[BEGIN Dataset]
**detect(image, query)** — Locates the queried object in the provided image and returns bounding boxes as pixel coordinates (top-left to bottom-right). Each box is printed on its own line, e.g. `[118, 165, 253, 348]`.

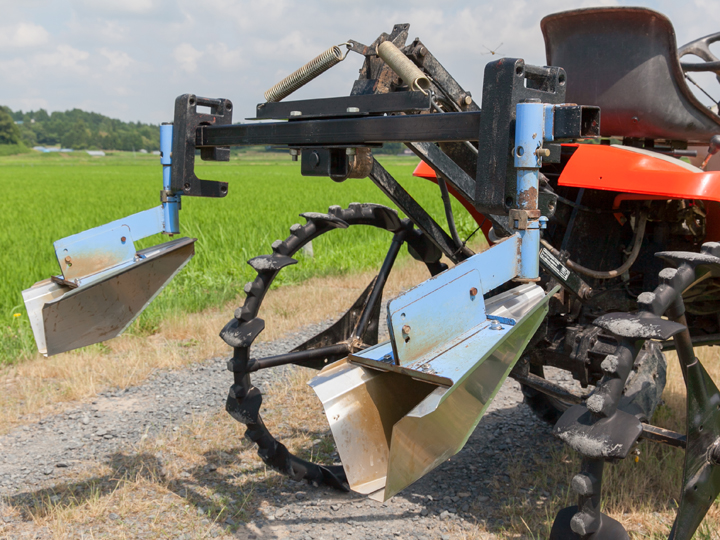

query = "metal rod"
[354, 229, 407, 339]
[196, 111, 481, 147]
[248, 343, 350, 372]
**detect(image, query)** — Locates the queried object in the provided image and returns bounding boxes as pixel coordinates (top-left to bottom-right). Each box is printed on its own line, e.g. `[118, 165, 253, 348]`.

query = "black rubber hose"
[540, 212, 647, 279]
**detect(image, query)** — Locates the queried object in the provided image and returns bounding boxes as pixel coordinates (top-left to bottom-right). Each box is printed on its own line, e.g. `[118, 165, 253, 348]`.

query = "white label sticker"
[540, 248, 570, 281]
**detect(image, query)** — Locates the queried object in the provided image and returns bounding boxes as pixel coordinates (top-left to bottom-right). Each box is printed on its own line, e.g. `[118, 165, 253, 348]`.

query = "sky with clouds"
[0, 0, 720, 123]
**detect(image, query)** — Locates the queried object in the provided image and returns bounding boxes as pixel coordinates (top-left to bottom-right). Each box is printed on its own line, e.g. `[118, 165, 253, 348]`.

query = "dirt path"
[0, 327, 567, 540]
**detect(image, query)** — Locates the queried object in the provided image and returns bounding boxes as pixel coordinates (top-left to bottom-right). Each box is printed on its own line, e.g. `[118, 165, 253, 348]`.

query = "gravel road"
[0, 320, 562, 539]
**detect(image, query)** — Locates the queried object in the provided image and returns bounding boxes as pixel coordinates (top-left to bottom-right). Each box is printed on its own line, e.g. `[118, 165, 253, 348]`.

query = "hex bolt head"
[571, 473, 593, 497]
[570, 512, 592, 536]
[585, 394, 605, 414]
[600, 354, 618, 375]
[END Dataset]
**Directions:** Reproduce all of the data above verbatim, omitting the picture.

**Written solution:**
**detect(image, query)** — Locates the queried object in the provided image and returns bounding boxes as pixel coordinates (top-left to bottom-right). Each box is printed on its own line, e.g. `[118, 165, 253, 348]`.


query = "metal rod"
[354, 229, 407, 339]
[196, 111, 481, 147]
[248, 343, 350, 372]
**detect(image, query)** — Locates the queried object in the provided image and returns bounding boxes as pixel coordinates (top-left to bottom-right). Each box is printed on its own line, e.g. `[118, 165, 253, 348]`.

query = "black rubber hose"
[540, 212, 647, 279]
**detect(image, query)** — Locates the queried object in the provided image and returns bounding boxes as pixel coordinates (top-left to bottom-right). Each box is printed on its own line, e.g. `[118, 165, 253, 348]`.

query = "white label sticker"
[540, 248, 570, 281]
**detect(image, query)** — Locates the queried object in the provided image and returns bounding boxes as pixel coordinates (top-left to bottom-right). Each box is printed on its own line, e.g. `[118, 165, 253, 348]`.

query = "sky with clouds"
[0, 0, 720, 123]
**detect(image, query)** — Locates the queried object in the provided image and returns bounding boxes as pixel coordinates (top-left to bottom-right). Each box is printed on its own line, e.g. `[118, 165, 253, 348]`.

query = "dirt path"
[0, 327, 567, 540]
**detect(image, query)** — Locates the queried object in the provided image and returns bounding boxes as pixel coordinates (top-left to bottom-right). Each box is printed on its own line, e.g. `[118, 165, 253, 348]`.

query = "gravel road"
[0, 320, 562, 539]
**detect(image, query)** — Locates the queried object in the provided image and returns bounding boxes as pixel coordinates (top-left to bottom-right). Each box is printed on its own line, e.g. `[118, 165, 253, 348]`.

query = "hex bolt head"
[571, 473, 593, 497]
[570, 512, 592, 536]
[585, 394, 605, 414]
[600, 354, 618, 375]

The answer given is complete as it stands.